The records start
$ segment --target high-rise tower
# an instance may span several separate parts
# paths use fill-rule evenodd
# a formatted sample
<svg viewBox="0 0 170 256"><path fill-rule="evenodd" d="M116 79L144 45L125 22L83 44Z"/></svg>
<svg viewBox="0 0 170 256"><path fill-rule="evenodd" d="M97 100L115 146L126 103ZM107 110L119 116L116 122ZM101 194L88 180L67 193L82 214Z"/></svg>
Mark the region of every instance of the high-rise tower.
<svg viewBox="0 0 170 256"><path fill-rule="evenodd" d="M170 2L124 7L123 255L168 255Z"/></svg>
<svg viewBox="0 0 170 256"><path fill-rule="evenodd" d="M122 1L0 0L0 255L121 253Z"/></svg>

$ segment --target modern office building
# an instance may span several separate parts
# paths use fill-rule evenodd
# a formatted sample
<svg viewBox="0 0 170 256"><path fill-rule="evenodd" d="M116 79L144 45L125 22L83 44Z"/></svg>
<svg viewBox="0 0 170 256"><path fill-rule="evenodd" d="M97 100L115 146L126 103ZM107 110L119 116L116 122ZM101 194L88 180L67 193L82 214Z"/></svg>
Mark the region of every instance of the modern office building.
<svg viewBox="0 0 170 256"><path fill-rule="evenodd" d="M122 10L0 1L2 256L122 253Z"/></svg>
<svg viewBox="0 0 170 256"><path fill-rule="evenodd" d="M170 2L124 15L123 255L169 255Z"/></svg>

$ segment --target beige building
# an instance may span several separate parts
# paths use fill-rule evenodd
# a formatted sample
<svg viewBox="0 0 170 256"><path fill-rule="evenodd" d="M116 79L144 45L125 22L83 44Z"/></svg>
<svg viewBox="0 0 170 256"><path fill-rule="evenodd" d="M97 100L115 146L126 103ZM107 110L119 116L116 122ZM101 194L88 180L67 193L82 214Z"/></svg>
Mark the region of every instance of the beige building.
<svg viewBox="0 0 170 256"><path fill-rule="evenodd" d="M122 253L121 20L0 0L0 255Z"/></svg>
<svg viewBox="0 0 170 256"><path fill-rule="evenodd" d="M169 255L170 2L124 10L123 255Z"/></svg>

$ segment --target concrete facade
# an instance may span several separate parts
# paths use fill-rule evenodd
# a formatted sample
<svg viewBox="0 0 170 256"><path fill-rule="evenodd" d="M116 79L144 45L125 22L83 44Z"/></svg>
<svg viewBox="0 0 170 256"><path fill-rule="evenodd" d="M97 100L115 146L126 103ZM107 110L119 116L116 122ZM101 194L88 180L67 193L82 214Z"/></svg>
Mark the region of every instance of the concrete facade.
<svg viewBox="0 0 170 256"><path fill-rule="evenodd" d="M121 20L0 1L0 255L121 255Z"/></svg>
The records end
The records start
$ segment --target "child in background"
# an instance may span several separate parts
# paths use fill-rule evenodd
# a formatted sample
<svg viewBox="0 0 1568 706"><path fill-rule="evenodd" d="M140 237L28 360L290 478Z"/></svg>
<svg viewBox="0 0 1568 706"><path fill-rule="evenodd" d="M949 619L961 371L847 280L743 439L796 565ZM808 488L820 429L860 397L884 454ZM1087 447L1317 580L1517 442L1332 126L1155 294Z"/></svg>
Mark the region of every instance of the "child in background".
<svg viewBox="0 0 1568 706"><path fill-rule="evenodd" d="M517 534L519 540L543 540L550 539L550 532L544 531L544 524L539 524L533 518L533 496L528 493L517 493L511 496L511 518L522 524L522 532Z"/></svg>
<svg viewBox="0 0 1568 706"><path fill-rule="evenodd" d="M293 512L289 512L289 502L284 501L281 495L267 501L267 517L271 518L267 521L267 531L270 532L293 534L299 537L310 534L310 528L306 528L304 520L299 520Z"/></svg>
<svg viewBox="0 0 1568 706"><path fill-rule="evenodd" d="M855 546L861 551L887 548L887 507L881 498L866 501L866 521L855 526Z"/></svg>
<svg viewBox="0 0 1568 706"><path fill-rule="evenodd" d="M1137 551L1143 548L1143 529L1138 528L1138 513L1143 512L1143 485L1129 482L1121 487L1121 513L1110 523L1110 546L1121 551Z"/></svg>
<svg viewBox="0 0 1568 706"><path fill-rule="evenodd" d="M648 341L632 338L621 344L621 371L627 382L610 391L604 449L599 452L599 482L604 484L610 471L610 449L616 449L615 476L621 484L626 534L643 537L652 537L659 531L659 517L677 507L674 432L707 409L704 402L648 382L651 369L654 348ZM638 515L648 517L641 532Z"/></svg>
The records end
Requirements: Rewrite the stretch of data from the line containing "--target beige building" through the line containing "255L170 2L124 10L123", replacing "beige building" with "tan building" and leaving everything else unchanged.

The output:
$ segment --target tan building
# an instance may span several separate parts
# paths use fill-rule evenodd
# a formatted sample
<svg viewBox="0 0 170 256"><path fill-rule="evenodd" d="M116 79L144 45L125 22L83 44Z"/></svg>
<svg viewBox="0 0 170 256"><path fill-rule="evenodd" d="M97 100L115 146L126 103ZM107 110L119 116L116 122ZM101 194L88 180L67 193L82 214Z"/></svg>
Mark the region of every instance of the tan building.
<svg viewBox="0 0 170 256"><path fill-rule="evenodd" d="M122 253L121 20L0 0L0 255Z"/></svg>
<svg viewBox="0 0 170 256"><path fill-rule="evenodd" d="M169 255L170 2L124 10L123 255Z"/></svg>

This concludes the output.